**PROBLEM DESCRIPTION**
Starting with the line that contains "Your annotation target is wedding" and going on through the line that contains "16 134 449 750", replace "wedding cake" with "tiered cake" and change nothing else. Give only those lines.

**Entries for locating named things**
++++++

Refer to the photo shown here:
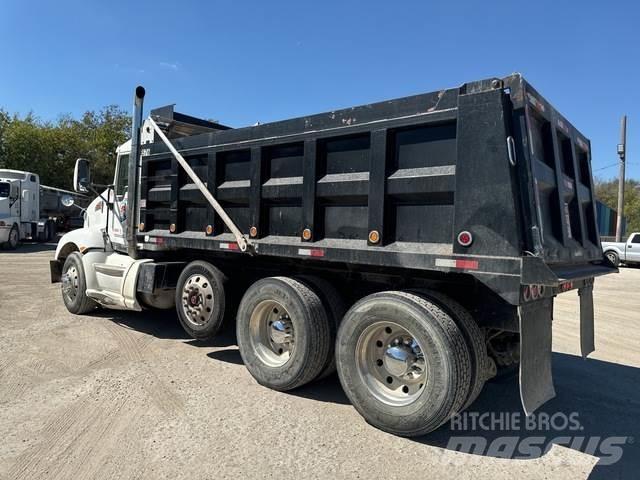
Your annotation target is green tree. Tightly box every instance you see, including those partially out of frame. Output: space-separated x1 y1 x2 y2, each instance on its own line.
595 178 640 233
0 105 130 188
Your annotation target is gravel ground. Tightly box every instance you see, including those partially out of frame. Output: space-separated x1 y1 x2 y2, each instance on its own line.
0 245 640 480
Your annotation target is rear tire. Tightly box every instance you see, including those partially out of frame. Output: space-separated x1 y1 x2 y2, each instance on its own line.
296 275 347 380
176 261 227 340
236 277 331 391
604 250 620 267
62 252 98 315
336 291 471 437
5 225 20 250
412 290 491 410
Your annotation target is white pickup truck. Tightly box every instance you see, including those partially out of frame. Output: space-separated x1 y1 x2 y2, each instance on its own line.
602 232 640 267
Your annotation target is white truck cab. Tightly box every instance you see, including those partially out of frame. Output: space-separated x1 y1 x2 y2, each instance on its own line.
51 122 164 313
0 169 62 249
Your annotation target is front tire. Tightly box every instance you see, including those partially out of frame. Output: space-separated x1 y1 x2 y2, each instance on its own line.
6 225 20 250
62 252 97 315
176 261 227 340
336 291 472 437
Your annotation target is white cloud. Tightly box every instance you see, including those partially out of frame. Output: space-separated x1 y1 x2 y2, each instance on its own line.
160 62 180 70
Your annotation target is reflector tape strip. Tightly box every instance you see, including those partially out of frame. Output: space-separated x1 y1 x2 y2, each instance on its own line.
298 248 324 257
436 258 478 270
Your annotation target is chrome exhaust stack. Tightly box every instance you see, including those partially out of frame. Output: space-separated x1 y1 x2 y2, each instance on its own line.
126 85 145 258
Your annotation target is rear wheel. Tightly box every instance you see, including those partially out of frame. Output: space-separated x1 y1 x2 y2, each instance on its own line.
61 252 97 315
176 261 227 340
412 290 492 410
236 277 331 391
6 225 20 250
296 275 347 380
336 292 471 436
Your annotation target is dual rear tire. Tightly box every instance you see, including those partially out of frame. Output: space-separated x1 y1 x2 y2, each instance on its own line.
176 262 489 436
336 291 486 437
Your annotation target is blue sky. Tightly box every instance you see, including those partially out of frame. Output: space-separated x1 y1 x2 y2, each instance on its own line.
0 0 640 178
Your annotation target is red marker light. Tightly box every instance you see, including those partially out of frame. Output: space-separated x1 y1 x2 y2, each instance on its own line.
458 230 473 247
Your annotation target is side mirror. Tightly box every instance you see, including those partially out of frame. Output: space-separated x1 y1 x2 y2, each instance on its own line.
73 158 91 193
9 183 20 202
60 195 74 207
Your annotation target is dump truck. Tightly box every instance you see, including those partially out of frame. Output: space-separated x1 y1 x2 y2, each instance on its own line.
51 74 616 436
0 168 86 249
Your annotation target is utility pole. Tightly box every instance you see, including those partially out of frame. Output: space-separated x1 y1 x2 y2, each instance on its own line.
616 115 627 242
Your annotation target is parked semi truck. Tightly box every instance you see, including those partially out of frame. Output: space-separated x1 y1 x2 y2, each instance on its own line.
0 169 84 249
51 74 616 436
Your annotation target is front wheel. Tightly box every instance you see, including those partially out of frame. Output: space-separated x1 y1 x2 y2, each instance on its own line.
7 225 20 250
176 261 227 340
336 291 472 437
62 252 97 315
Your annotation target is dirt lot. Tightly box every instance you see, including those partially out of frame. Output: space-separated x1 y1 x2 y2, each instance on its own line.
0 245 640 480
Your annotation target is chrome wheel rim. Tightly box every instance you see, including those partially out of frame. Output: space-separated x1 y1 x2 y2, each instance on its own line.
182 274 214 327
249 300 295 367
356 321 427 406
61 265 79 302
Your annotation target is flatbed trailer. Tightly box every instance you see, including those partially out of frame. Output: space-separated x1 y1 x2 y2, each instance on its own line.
52 74 616 435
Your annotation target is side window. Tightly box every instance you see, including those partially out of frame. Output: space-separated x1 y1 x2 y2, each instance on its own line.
116 154 129 199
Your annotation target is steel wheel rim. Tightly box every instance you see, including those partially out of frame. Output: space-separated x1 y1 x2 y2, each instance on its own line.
62 265 79 302
249 300 295 367
356 321 427 407
182 274 214 327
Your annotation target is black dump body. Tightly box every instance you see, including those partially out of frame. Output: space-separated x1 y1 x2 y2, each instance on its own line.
137 75 615 305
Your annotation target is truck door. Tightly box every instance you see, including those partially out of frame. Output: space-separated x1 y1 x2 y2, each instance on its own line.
625 233 640 262
109 153 129 249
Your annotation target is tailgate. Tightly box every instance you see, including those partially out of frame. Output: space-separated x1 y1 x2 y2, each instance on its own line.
514 78 603 266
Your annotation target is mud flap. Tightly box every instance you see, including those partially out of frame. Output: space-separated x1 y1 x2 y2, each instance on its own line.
578 285 596 358
518 298 556 415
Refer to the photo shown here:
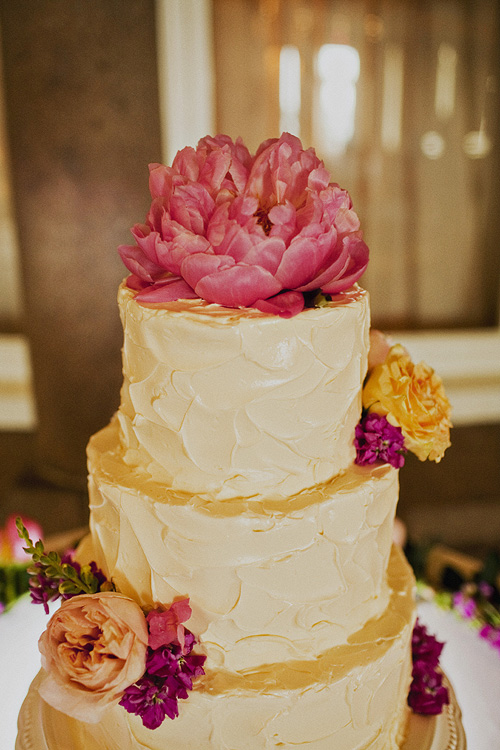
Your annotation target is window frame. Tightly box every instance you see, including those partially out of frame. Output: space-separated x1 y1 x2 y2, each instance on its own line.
156 0 500 425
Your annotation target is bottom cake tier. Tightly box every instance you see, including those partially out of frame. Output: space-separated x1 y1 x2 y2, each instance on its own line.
16 549 415 750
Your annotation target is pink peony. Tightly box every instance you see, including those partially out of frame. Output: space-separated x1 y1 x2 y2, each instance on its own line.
147 599 191 651
39 592 148 723
118 133 368 317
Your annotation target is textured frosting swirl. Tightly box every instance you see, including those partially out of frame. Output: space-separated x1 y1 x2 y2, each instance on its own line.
118 285 369 499
85 423 398 671
16 550 415 750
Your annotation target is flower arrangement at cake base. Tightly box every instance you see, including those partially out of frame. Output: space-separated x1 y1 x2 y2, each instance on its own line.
0 515 42 614
17 519 206 729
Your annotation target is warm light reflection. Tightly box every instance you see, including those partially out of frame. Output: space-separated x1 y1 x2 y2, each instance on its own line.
279 44 300 137
314 44 360 156
420 130 446 160
462 130 492 159
381 44 403 153
434 42 457 120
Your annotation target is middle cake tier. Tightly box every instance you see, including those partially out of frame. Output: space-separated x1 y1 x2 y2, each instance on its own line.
88 421 398 671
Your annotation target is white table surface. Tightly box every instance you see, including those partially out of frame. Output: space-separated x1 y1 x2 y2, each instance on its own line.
0 597 500 750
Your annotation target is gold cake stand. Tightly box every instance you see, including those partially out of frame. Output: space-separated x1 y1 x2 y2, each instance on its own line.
15 677 466 750
401 677 467 750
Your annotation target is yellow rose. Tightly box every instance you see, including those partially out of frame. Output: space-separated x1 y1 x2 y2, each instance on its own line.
363 344 451 462
39 592 149 723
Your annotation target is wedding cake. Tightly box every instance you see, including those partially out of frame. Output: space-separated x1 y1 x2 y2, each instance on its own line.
16 134 449 750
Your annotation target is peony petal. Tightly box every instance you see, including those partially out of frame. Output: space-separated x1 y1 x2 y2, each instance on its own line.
181 253 234 290
192 266 281 307
135 276 198 304
170 185 215 235
276 227 335 290
235 235 286 274
252 292 304 318
320 237 369 294
149 164 174 201
118 245 159 283
172 146 200 182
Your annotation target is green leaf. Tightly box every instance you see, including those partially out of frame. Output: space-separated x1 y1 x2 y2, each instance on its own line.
59 581 82 594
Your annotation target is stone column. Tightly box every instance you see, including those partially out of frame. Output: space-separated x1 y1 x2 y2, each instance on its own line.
0 0 161 527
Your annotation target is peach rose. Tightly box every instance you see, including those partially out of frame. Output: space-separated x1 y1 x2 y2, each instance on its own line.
39 592 148 723
363 344 451 462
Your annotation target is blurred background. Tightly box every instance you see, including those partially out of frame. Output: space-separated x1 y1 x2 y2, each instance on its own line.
0 0 500 553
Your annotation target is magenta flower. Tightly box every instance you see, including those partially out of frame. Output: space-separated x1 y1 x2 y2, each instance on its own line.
354 413 407 469
120 624 206 729
408 661 450 715
118 133 368 317
411 620 444 667
147 599 191 650
453 591 478 620
408 620 449 714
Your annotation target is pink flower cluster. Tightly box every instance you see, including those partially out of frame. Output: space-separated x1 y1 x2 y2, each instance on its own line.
408 620 450 714
16 518 206 729
118 133 368 317
354 413 407 469
120 599 206 729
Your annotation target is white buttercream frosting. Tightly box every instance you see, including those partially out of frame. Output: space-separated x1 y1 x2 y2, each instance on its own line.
16 550 415 750
16 285 415 750
88 422 398 670
118 285 369 499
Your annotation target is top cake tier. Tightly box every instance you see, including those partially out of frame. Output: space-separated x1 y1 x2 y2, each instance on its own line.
118 285 369 500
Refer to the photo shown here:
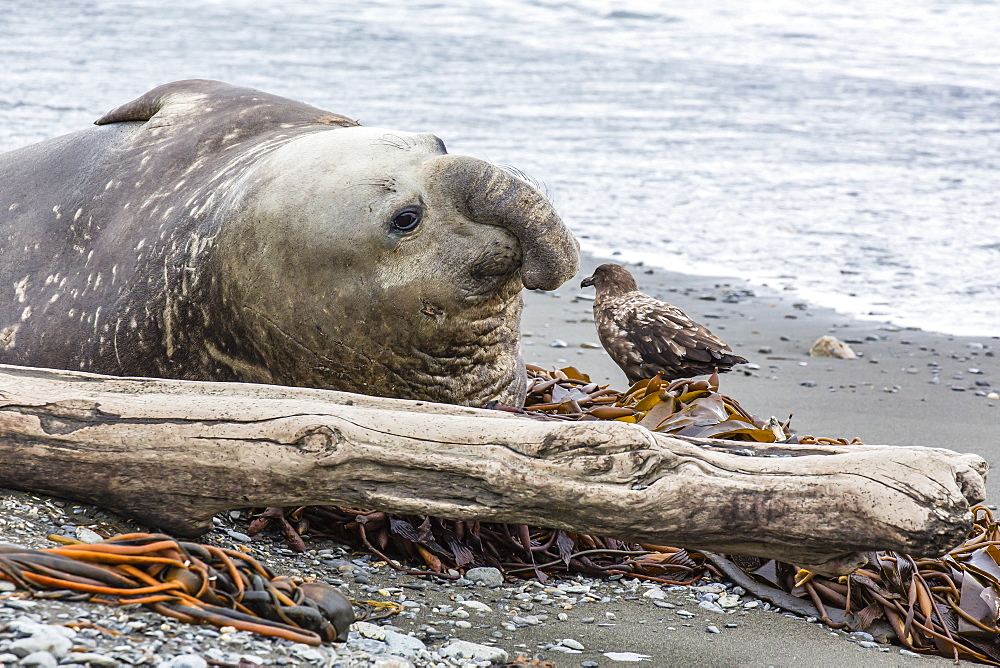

++++++

**TASK SOLUTION**
Your annotation target is tiered cake. Tightly box every instance you see, including those partially out of frame. Output: space-separated x1 y1 x2 y2, each instance on its own line.
16 134 449 750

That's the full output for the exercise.